▼

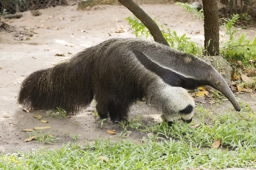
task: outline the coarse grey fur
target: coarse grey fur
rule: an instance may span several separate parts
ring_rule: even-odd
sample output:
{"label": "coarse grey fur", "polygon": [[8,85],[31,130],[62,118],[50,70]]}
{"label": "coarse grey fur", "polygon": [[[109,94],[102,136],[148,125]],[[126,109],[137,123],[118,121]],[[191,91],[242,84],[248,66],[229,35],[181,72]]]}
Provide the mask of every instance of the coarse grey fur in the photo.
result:
{"label": "coarse grey fur", "polygon": [[[22,84],[18,102],[43,110],[58,106],[72,115],[95,96],[101,118],[109,114],[114,122],[125,119],[134,100],[145,97],[163,111],[166,121],[180,114],[189,122],[195,105],[182,87],[218,88],[221,83],[226,88],[221,91],[225,94],[229,89],[221,78],[211,65],[192,54],[141,39],[113,38],[32,73]],[[238,109],[233,95],[227,93]]]}

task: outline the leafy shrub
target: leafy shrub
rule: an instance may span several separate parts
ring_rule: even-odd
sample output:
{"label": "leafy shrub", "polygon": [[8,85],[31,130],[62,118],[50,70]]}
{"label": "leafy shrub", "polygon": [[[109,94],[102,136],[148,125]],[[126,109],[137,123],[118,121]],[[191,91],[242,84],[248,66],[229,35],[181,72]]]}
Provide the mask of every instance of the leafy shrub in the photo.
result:
{"label": "leafy shrub", "polygon": [[239,28],[234,29],[239,17],[239,14],[234,14],[231,19],[222,19],[225,21],[222,25],[226,30],[225,34],[230,38],[223,42],[220,52],[226,59],[241,60],[246,64],[250,60],[255,60],[256,36],[251,41],[244,33],[238,34]]}
{"label": "leafy shrub", "polygon": [[[129,24],[132,26],[133,33],[135,34],[136,37],[145,36],[146,38],[152,38],[149,31],[138,18],[135,17],[133,18],[129,17],[126,20],[128,21]],[[157,23],[155,20],[154,20],[154,21]],[[202,55],[203,47],[192,41],[190,37],[186,37],[186,34],[179,37],[175,31],[171,30],[169,28],[164,28],[163,25],[160,26],[160,27],[163,36],[171,48],[192,53],[198,56]]]}

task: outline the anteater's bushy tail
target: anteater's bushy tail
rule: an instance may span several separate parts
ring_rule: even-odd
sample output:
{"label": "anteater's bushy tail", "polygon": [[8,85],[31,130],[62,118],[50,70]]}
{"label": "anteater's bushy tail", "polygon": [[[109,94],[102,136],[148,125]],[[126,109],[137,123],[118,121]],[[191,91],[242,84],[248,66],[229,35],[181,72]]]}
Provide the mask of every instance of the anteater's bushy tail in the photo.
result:
{"label": "anteater's bushy tail", "polygon": [[59,107],[69,115],[76,114],[93,99],[90,75],[78,60],[35,71],[22,82],[18,102],[44,110]]}

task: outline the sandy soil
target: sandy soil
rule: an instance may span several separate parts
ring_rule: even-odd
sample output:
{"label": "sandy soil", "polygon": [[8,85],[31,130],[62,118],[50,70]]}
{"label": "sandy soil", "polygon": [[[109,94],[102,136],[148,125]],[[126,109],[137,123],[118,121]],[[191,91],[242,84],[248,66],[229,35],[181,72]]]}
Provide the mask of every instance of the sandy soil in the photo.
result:
{"label": "sandy soil", "polygon": [[[203,44],[202,20],[192,17],[183,9],[172,4],[144,5],[141,7],[159,23],[166,23],[179,34],[186,33],[197,42]],[[0,31],[0,68],[0,68],[0,153],[3,150],[6,153],[29,150],[41,146],[56,148],[61,145],[62,142],[52,145],[33,141],[24,142],[29,134],[23,130],[38,126],[50,126],[51,129],[43,130],[43,133],[52,130],[51,133],[67,142],[75,142],[71,137],[65,136],[64,133],[67,132],[72,135],[81,135],[78,138],[81,143],[85,141],[93,142],[93,139],[98,138],[120,140],[118,135],[106,133],[107,130],[115,129],[119,133],[122,129],[119,126],[107,121],[105,122],[106,124],[100,128],[100,123],[97,122],[99,119],[90,113],[95,109],[93,103],[83,113],[71,118],[45,117],[44,119],[49,121],[47,124],[33,117],[36,113],[44,116],[45,113],[36,110],[27,113],[17,104],[16,96],[20,83],[26,75],[40,69],[52,67],[61,60],[69,58],[72,54],[68,53],[75,54],[85,47],[109,38],[135,37],[131,30],[129,30],[131,27],[125,20],[132,14],[125,8],[104,6],[96,10],[84,11],[77,11],[76,8],[76,6],[58,6],[42,10],[43,14],[38,17],[33,17],[29,12],[26,12],[21,18],[6,20],[6,23],[20,27],[20,29],[29,31],[32,29],[34,32],[31,32],[33,36],[29,37],[29,40],[19,41],[18,37],[14,36],[17,33]],[[121,27],[129,31],[115,33]],[[199,34],[195,34],[198,31],[200,31]],[[256,32],[255,29],[245,31],[251,37]],[[223,35],[223,32],[221,29],[220,34]],[[17,34],[16,36],[20,35]],[[24,37],[25,39],[29,37],[26,35]],[[64,53],[67,56],[55,56],[57,53]],[[237,97],[249,102],[253,108],[256,107],[255,99],[249,94]],[[204,106],[209,108],[208,104]],[[233,110],[229,101],[224,102],[221,106],[216,108],[215,113],[221,113],[230,107]],[[130,119],[136,119],[140,115],[143,117],[141,120],[145,124],[161,121],[160,113],[145,103],[135,104],[131,111]],[[9,118],[5,117],[5,115]],[[128,139],[138,141],[145,135],[144,133],[132,130]]]}

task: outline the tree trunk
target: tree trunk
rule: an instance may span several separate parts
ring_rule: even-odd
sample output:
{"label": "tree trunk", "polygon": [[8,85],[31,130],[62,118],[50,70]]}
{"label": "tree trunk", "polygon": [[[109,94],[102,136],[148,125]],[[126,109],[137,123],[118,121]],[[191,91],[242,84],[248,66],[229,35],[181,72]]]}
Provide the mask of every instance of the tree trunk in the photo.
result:
{"label": "tree trunk", "polygon": [[150,31],[154,40],[160,43],[169,46],[163,36],[162,32],[154,20],[132,0],[118,0],[118,2],[127,8],[145,25]]}
{"label": "tree trunk", "polygon": [[210,56],[219,54],[218,8],[216,0],[203,0],[204,15],[204,48]]}

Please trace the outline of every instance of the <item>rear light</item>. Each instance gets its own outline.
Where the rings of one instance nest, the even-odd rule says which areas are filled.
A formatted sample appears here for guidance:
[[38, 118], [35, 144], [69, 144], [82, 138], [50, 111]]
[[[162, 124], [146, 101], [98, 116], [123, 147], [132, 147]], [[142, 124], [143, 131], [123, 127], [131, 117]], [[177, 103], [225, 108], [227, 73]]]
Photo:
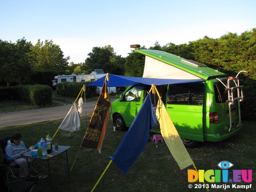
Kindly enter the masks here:
[[210, 112], [210, 123], [216, 123], [219, 122], [219, 117], [218, 113]]

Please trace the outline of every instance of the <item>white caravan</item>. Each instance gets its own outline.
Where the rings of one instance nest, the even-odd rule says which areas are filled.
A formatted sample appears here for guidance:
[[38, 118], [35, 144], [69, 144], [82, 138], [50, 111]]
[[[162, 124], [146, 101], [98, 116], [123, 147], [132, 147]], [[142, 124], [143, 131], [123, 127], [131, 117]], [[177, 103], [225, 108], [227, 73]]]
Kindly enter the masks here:
[[71, 75], [58, 75], [54, 77], [54, 80], [52, 80], [52, 86], [54, 87], [56, 84], [63, 82], [76, 82], [76, 74], [72, 74]]
[[[82, 74], [77, 75], [76, 76], [76, 82], [90, 81], [92, 82], [105, 76], [107, 74], [104, 73], [102, 69], [95, 69], [94, 71], [92, 72], [90, 74]], [[96, 94], [99, 95], [102, 88], [102, 87], [97, 87], [96, 88]], [[110, 94], [116, 93], [116, 87], [108, 87], [108, 90]]]

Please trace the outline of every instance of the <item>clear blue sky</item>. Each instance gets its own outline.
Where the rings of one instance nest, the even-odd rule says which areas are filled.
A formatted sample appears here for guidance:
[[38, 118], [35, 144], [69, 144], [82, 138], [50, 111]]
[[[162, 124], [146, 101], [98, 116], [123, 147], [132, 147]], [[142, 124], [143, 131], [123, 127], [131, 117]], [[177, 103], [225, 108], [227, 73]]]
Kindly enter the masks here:
[[256, 28], [255, 0], [0, 0], [0, 39], [52, 39], [75, 63], [96, 46], [126, 57], [131, 44], [180, 44]]

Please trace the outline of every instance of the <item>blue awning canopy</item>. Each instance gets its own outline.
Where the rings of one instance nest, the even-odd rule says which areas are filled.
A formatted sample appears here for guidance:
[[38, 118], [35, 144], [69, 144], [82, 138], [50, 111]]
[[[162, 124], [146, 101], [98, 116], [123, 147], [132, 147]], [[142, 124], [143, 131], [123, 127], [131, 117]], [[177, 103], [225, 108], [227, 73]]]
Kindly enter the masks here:
[[[90, 83], [86, 86], [102, 86], [106, 76]], [[165, 79], [142, 77], [127, 77], [120, 75], [110, 74], [109, 81], [107, 81], [107, 85], [110, 87], [125, 87], [133, 85], [137, 83], [142, 83], [146, 85], [155, 84], [156, 86], [177, 84], [178, 83], [189, 83], [204, 81], [202, 79]]]

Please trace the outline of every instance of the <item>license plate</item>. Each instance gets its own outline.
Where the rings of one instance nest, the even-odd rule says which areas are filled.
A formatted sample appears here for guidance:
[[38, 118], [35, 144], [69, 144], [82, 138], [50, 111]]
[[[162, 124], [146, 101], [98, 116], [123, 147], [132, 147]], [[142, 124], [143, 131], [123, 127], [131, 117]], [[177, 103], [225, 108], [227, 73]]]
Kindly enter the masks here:
[[[228, 115], [228, 116], [229, 117], [229, 113], [227, 113], [227, 114]], [[235, 111], [231, 111], [231, 115], [235, 114]]]

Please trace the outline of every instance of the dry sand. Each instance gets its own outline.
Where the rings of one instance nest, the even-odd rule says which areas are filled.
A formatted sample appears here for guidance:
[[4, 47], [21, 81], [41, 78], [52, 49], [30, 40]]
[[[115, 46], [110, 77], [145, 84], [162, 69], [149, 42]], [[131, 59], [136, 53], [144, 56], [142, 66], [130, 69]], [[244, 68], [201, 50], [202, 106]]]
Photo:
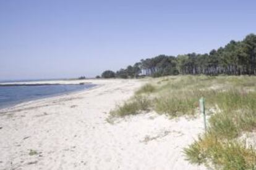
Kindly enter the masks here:
[[109, 110], [144, 83], [80, 82], [98, 86], [0, 110], [0, 169], [205, 169], [182, 153], [203, 132], [202, 118], [148, 113], [111, 124]]

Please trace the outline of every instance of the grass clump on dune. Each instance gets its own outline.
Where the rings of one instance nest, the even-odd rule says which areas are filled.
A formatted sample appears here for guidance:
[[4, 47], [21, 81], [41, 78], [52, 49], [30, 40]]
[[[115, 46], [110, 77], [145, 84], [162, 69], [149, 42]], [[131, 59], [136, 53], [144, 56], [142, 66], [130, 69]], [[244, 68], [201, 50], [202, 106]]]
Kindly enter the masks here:
[[212, 113], [207, 132], [184, 148], [187, 160], [215, 169], [255, 169], [255, 148], [239, 137], [256, 129], [256, 77], [178, 76], [150, 79], [130, 100], [111, 111], [114, 117], [154, 110], [171, 118], [195, 115], [205, 99]]
[[220, 111], [210, 118], [206, 134], [184, 149], [187, 160], [215, 169], [256, 169], [255, 148], [239, 140], [256, 128], [255, 98], [255, 92], [237, 89], [217, 93], [211, 102]]
[[[255, 169], [256, 153], [241, 142], [223, 142], [216, 136], [199, 138], [184, 149], [187, 160], [215, 169]], [[210, 164], [208, 163], [210, 163]]]
[[139, 89], [136, 92], [136, 94], [140, 94], [142, 93], [151, 93], [156, 91], [156, 87], [151, 84], [146, 84]]

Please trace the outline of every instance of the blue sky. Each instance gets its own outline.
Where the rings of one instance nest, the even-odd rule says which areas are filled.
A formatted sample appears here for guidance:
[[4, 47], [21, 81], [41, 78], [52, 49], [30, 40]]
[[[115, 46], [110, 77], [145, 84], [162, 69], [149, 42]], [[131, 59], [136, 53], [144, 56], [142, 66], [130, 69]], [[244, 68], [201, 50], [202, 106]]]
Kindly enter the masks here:
[[256, 33], [256, 1], [0, 0], [0, 79], [87, 77]]

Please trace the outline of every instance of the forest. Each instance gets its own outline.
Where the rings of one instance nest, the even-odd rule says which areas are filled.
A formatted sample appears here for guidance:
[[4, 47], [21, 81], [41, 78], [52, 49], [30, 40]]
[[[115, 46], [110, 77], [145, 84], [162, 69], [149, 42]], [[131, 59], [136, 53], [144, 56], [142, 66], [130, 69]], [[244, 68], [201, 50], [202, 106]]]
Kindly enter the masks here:
[[256, 35], [250, 34], [241, 41], [232, 40], [224, 47], [213, 49], [208, 54], [160, 55], [142, 59], [133, 66], [129, 65], [116, 72], [106, 70], [101, 77], [160, 77], [179, 74], [256, 75]]

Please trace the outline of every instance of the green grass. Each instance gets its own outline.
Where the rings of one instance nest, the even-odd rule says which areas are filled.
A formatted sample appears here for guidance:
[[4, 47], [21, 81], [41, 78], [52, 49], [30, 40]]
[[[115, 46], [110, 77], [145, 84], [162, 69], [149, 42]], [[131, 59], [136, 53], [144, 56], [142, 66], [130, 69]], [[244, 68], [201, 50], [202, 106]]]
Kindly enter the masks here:
[[111, 116], [150, 110], [171, 118], [196, 115], [198, 100], [203, 97], [207, 113], [215, 111], [207, 133], [184, 148], [186, 159], [215, 169], [256, 169], [255, 148], [239, 140], [244, 132], [256, 129], [256, 77], [189, 75], [148, 81], [111, 111]]
[[140, 94], [143, 93], [151, 93], [156, 91], [154, 86], [150, 84], [146, 84], [139, 89], [135, 93], [136, 94]]

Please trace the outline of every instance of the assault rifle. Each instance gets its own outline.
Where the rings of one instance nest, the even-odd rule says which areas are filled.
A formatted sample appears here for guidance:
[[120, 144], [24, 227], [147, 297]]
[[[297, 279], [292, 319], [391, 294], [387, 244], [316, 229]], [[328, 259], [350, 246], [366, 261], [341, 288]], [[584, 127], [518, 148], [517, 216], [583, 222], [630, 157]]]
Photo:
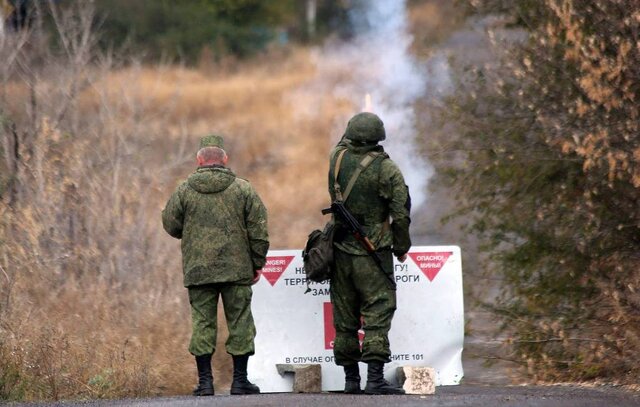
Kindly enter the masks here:
[[331, 203], [331, 207], [322, 210], [323, 215], [327, 215], [329, 213], [333, 213], [334, 215], [336, 215], [338, 219], [340, 219], [342, 223], [345, 224], [345, 226], [349, 230], [349, 233], [351, 233], [351, 235], [353, 235], [353, 237], [355, 237], [356, 240], [360, 242], [369, 256], [371, 256], [373, 261], [375, 261], [376, 265], [380, 269], [380, 272], [382, 272], [387, 280], [389, 280], [389, 283], [391, 283], [391, 287], [394, 287], [395, 282], [393, 281], [393, 275], [390, 276], [384, 270], [384, 267], [382, 267], [382, 259], [380, 258], [378, 252], [376, 252], [376, 248], [373, 246], [373, 243], [371, 243], [371, 240], [369, 240], [369, 238], [367, 237], [367, 234], [364, 233], [364, 229], [362, 229], [362, 225], [360, 225], [360, 222], [358, 222], [358, 220], [344, 206], [344, 202], [333, 201]]

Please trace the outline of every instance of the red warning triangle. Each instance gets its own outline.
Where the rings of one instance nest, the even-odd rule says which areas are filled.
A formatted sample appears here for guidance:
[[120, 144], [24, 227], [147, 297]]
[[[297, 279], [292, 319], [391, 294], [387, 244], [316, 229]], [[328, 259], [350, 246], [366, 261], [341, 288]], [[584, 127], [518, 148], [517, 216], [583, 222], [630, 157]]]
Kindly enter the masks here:
[[409, 257], [422, 270], [429, 281], [433, 281], [452, 254], [453, 252], [420, 252], [409, 253]]
[[260, 273], [272, 286], [278, 281], [282, 273], [289, 267], [291, 260], [295, 256], [269, 256], [267, 264], [264, 265]]

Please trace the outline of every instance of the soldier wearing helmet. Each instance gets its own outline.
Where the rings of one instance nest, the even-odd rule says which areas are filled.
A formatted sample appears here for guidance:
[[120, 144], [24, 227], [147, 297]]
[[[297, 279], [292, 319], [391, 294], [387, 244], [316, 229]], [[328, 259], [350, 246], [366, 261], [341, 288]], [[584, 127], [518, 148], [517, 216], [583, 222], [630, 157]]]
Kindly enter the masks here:
[[[331, 279], [331, 303], [336, 330], [334, 355], [344, 367], [345, 393], [361, 393], [358, 362], [367, 364], [367, 394], [403, 394], [383, 376], [390, 362], [389, 330], [396, 309], [393, 256], [404, 262], [411, 247], [409, 237], [409, 189], [398, 166], [378, 142], [386, 138], [384, 124], [373, 113], [359, 113], [347, 124], [329, 163], [329, 194], [336, 199], [334, 172], [339, 156], [337, 182], [345, 191], [353, 173], [370, 154], [374, 158], [355, 180], [345, 206], [364, 227], [382, 258], [383, 275], [361, 244], [336, 219], [335, 273]], [[391, 278], [389, 278], [391, 277]], [[365, 332], [362, 347], [358, 330]]]

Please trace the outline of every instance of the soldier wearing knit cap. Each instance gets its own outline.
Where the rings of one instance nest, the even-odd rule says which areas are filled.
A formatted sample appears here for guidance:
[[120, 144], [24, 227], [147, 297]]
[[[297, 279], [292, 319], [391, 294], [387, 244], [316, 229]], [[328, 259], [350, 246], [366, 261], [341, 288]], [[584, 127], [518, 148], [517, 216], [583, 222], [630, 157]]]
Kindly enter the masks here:
[[258, 281], [269, 249], [267, 211], [251, 184], [226, 167], [222, 136], [203, 137], [196, 158], [198, 168], [162, 211], [164, 229], [182, 240], [184, 286], [191, 304], [189, 351], [198, 369], [194, 395], [214, 394], [211, 358], [219, 297], [229, 327], [225, 348], [233, 358], [231, 394], [259, 393], [247, 379], [247, 363], [256, 335], [251, 285]]

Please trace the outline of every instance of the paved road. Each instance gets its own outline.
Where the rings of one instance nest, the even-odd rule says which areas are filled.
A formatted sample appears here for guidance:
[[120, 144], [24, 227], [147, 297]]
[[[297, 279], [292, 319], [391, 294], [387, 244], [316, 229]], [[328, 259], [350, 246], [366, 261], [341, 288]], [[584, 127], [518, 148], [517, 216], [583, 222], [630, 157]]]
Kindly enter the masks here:
[[[382, 406], [531, 406], [531, 407], [637, 407], [640, 393], [625, 392], [614, 387], [578, 386], [443, 386], [430, 396], [366, 396], [339, 393], [322, 394], [263, 394], [256, 396], [170, 397], [138, 400], [104, 400], [65, 402], [57, 405], [136, 406], [136, 407], [382, 407]], [[38, 404], [44, 405], [44, 404]], [[51, 405], [51, 404], [49, 404]], [[34, 404], [31, 404], [34, 406]]]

▲

Directive ->
Copy the listing word for word, starting at the line that contains "Please trace the outline of every instance of the dry" and stopping after the line that contains "113], [111, 124]]". Leave the pictures out of your copy.

Result for this exercise ->
Please trace the outline of every instance of the dry sand. Each instance gets its own outline.
Where the rings of one instance nest, the even-odd rule says which areas are filled.
A formatted sample appears here for guidance:
[[4, 47], [21, 81], [41, 78], [52, 49], [30, 40]]
[[[115, 46], [110, 77], [145, 84], [162, 69], [149, 42]], [[131, 59], [136, 53], [144, 56], [142, 66], [130, 69]], [[244, 68], [201, 50], [202, 106]]]
Photo:
Kindly enter the masks here:
[[109, 110], [144, 83], [80, 82], [98, 86], [0, 110], [0, 169], [205, 169], [182, 153], [203, 132], [202, 118], [148, 113], [111, 124]]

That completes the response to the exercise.